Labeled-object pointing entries
## start

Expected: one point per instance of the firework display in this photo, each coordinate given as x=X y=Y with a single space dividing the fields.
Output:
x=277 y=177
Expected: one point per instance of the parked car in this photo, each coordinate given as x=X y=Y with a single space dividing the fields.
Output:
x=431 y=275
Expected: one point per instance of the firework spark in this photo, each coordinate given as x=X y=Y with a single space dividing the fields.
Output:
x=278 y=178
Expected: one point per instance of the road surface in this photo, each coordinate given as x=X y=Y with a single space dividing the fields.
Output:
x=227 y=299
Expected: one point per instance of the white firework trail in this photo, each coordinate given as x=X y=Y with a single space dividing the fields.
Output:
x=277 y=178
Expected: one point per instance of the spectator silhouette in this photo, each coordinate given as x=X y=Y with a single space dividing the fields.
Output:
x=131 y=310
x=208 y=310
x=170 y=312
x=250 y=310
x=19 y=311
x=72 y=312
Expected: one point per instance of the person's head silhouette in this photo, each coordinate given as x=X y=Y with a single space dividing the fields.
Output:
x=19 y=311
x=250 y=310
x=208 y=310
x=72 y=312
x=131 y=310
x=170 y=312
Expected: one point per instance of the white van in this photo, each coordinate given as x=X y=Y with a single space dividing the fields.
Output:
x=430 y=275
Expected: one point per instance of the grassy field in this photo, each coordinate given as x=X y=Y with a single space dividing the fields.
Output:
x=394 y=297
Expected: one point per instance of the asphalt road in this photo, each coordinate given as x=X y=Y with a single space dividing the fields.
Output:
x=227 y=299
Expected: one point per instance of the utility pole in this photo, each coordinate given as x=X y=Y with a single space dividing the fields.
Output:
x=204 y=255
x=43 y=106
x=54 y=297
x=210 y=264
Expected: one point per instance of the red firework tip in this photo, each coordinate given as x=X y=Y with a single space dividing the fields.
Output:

## end

Set down nothing but the lines from the one with "Expected: one point per instance of the person's" through the end of the records, keeping each line exactly as written and including both ends.

§ TASK RESULT:
Expected: one point per instance of the person's head silhouette in this photo, each coordinate given as x=X y=Y with a single space dividing the fields.
Output:
x=19 y=311
x=250 y=310
x=208 y=310
x=72 y=312
x=131 y=310
x=170 y=312
Expected: one point per instance of the white van in this photo, each coordinate given as x=X y=Y with a single space dividing the fields.
Output:
x=430 y=275
Expected: one point per instance of the grassy field in this photo, each coordinate given as x=X y=Y with a single space dividing the fields.
Output:
x=394 y=297
Expected: one point per instance of the asphalt road in this photo, each coordinate given as x=X y=Y with a single space dividing the fields.
Output:
x=227 y=299
Expected: one point per instance of the utility pole in this photo, each coordinate given as x=X y=Y with a single space dividing the fields.
Output:
x=204 y=255
x=43 y=106
x=54 y=297
x=210 y=264
Expected: one point per instance of the red firework tip in this photo, each coordinate given as x=X y=Y with a single space dividing the fields.
Output:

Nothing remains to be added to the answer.